Copy every one of the items below word for word, keeping each line unchanged.
** begin **
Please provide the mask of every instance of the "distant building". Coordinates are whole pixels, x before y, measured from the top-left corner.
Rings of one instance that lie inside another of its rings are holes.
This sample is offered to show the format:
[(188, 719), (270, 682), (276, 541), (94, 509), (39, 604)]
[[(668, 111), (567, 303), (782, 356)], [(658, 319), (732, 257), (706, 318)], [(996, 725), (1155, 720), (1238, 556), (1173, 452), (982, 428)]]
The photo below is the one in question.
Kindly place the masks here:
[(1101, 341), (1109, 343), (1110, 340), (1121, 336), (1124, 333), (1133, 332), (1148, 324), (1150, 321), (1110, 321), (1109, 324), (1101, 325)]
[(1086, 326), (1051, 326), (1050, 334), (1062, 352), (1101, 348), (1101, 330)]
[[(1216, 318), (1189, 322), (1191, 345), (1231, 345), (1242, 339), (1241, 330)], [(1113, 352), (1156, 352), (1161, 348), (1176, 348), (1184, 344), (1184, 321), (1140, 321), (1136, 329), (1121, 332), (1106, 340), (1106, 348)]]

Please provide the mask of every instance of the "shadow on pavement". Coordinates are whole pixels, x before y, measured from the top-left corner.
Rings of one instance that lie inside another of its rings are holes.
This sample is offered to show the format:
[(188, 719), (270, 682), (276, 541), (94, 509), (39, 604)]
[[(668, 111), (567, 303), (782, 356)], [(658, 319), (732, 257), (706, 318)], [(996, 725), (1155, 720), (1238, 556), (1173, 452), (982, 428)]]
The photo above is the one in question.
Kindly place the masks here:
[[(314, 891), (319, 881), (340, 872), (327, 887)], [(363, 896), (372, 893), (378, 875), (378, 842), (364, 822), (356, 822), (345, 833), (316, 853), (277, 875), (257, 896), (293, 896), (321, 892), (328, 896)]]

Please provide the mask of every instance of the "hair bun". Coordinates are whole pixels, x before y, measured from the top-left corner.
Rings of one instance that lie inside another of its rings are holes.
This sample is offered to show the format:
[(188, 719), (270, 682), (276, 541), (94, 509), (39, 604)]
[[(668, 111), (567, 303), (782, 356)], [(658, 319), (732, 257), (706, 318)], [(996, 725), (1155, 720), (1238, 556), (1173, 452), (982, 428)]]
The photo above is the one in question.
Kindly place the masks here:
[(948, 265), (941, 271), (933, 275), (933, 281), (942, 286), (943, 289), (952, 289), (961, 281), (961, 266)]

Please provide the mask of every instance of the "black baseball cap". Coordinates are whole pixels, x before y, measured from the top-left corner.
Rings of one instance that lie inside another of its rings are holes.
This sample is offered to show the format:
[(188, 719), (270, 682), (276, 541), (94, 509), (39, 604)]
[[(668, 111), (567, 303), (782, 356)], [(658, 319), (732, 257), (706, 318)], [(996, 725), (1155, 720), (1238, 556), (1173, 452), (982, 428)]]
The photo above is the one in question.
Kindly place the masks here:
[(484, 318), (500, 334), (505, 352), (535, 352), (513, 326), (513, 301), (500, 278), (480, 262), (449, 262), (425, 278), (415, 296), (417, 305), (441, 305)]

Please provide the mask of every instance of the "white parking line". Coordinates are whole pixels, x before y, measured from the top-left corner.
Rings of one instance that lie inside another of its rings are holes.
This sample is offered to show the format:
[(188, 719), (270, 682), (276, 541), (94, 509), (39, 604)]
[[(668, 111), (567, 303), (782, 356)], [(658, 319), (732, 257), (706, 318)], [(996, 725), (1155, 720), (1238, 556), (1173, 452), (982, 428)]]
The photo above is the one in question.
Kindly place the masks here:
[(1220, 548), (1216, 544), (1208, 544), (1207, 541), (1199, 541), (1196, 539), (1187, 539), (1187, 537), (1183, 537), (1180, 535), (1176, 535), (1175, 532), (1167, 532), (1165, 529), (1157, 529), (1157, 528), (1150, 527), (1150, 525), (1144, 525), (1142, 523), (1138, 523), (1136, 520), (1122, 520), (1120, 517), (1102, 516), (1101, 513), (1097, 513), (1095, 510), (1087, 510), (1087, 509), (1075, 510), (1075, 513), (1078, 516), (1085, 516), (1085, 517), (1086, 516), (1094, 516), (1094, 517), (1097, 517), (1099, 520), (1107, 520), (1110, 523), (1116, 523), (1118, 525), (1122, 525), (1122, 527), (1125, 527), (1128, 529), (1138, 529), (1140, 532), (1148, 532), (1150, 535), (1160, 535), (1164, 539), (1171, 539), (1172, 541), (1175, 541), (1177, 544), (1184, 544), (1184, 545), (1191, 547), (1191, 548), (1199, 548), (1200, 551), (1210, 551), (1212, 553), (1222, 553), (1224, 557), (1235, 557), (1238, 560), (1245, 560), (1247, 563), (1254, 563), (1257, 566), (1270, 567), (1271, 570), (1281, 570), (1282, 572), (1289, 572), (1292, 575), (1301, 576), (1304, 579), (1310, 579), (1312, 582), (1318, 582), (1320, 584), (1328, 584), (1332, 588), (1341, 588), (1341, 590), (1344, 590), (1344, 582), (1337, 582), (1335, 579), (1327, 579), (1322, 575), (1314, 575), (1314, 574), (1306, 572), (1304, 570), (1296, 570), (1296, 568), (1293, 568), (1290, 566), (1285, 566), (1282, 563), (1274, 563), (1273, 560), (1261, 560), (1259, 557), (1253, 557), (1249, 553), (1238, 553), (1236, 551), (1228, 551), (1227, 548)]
** end **
Solved exercise ▸
Please provide the mask of every instance of the "distant building". Coordinates are whole pixels, x before y, measured from the top-left corner.
Rings of one instance that lie inside another of its rings are holes.
This sample is offered to show the format:
[(188, 719), (270, 682), (276, 541), (94, 509), (39, 604)]
[[(668, 111), (567, 303), (782, 356)], [(658, 319), (732, 257), (706, 318)], [(996, 725), (1155, 720), (1238, 556), (1173, 452), (982, 428)]]
The photo below is the one in question.
Kindly place the masks here:
[(1101, 341), (1109, 343), (1110, 340), (1121, 336), (1124, 333), (1133, 332), (1148, 324), (1150, 321), (1110, 321), (1109, 324), (1101, 325)]
[(1086, 326), (1051, 326), (1050, 334), (1062, 352), (1101, 348), (1101, 330)]
[[(1216, 318), (1189, 322), (1191, 345), (1231, 345), (1242, 339), (1241, 330)], [(1113, 352), (1156, 352), (1161, 348), (1176, 348), (1184, 344), (1184, 321), (1140, 321), (1136, 329), (1121, 332), (1106, 340), (1106, 348)]]

Please provide the mask of every instance of the "shadow on pavement". Coordinates are whole pixels, x before y, measured from the top-left corner.
Rings of one instance that lie inside another of its rings are holes.
This sample is offered to show the format:
[(188, 719), (270, 682), (276, 541), (94, 509), (39, 604)]
[[(668, 111), (567, 303), (782, 356)], [(658, 319), (732, 257), (706, 318)], [(996, 725), (1155, 720), (1238, 556), (1173, 452), (982, 428)]]
The photo above is the one in question.
Kindly place the masks here:
[[(314, 891), (319, 881), (340, 872), (327, 887)], [(363, 896), (372, 893), (378, 875), (378, 842), (364, 822), (356, 822), (345, 833), (316, 853), (277, 875), (257, 896), (293, 896), (321, 892), (328, 896)]]

Please provide the mask of every instance of the "hair bun". Coordinates are whole pixels, x before y, measured from the top-left corner.
Rings of one instance that lie inside another of its rings are holes.
This sample is offered to show the format:
[(188, 719), (270, 682), (276, 541), (94, 509), (39, 604)]
[[(668, 111), (567, 303), (782, 356)], [(658, 319), (732, 257), (706, 318)], [(996, 725), (1155, 720), (1238, 556), (1173, 452), (982, 428)]]
The photo above is the one in question.
Kindly place the masks here:
[(948, 265), (941, 271), (933, 275), (933, 281), (942, 286), (943, 289), (952, 289), (961, 281), (961, 266)]

Please provide the mask of every instance of the "black baseball cap". Coordinates are whole pixels, x before y, measured from the top-left corner.
Rings of one instance that lie inside another of its rings are holes.
This sample is offered to show the format:
[(188, 719), (270, 682), (276, 541), (94, 509), (39, 604)]
[[(668, 111), (567, 303), (782, 356)], [(658, 319), (732, 257), (706, 318)], [(996, 725), (1155, 720), (1238, 556), (1173, 452), (982, 428)]]
The photo above is the one in question.
Kindly place the masks here:
[(484, 318), (500, 334), (505, 352), (535, 352), (513, 326), (513, 301), (500, 278), (480, 262), (449, 262), (425, 278), (415, 296), (417, 305), (441, 305)]

Please provide the mask of every instance of the "white parking line". Coordinates are whole pixels, x before y, measured from the top-left corner.
Rings of one instance that lie inside another of its rings are holes.
This sample is offered to show the format:
[(188, 719), (270, 682), (276, 541), (94, 509), (39, 604)]
[[(668, 111), (567, 303), (782, 356)], [(658, 319), (732, 257), (706, 318)], [(996, 725), (1155, 720), (1238, 556), (1173, 452), (982, 428)]]
The photo above is the one in question.
Kindly place the masks here:
[(1220, 548), (1216, 544), (1208, 544), (1207, 541), (1199, 541), (1196, 539), (1187, 539), (1187, 537), (1183, 537), (1180, 535), (1176, 535), (1175, 532), (1167, 532), (1165, 529), (1157, 529), (1157, 528), (1150, 527), (1150, 525), (1144, 525), (1142, 523), (1138, 523), (1136, 520), (1122, 520), (1120, 517), (1102, 516), (1101, 513), (1097, 513), (1095, 510), (1087, 510), (1087, 509), (1075, 510), (1075, 513), (1078, 516), (1085, 516), (1085, 517), (1086, 516), (1094, 516), (1094, 517), (1097, 517), (1099, 520), (1107, 520), (1110, 523), (1116, 523), (1118, 525), (1122, 525), (1122, 527), (1125, 527), (1128, 529), (1138, 529), (1140, 532), (1148, 532), (1150, 535), (1160, 535), (1164, 539), (1171, 539), (1172, 541), (1175, 541), (1177, 544), (1184, 544), (1184, 545), (1191, 547), (1191, 548), (1199, 548), (1200, 551), (1210, 551), (1212, 553), (1222, 553), (1224, 557), (1235, 557), (1238, 560), (1245, 560), (1247, 563), (1254, 563), (1257, 566), (1270, 567), (1271, 570), (1281, 570), (1282, 572), (1289, 572), (1292, 575), (1301, 576), (1304, 579), (1310, 579), (1312, 582), (1318, 582), (1320, 584), (1328, 584), (1332, 588), (1341, 588), (1341, 590), (1344, 590), (1344, 582), (1337, 582), (1335, 579), (1327, 579), (1322, 575), (1314, 575), (1314, 574), (1306, 572), (1304, 570), (1296, 570), (1296, 568), (1293, 568), (1290, 566), (1285, 566), (1282, 563), (1274, 563), (1273, 560), (1261, 560), (1259, 557), (1253, 557), (1249, 553), (1238, 553), (1236, 551), (1228, 551), (1227, 548)]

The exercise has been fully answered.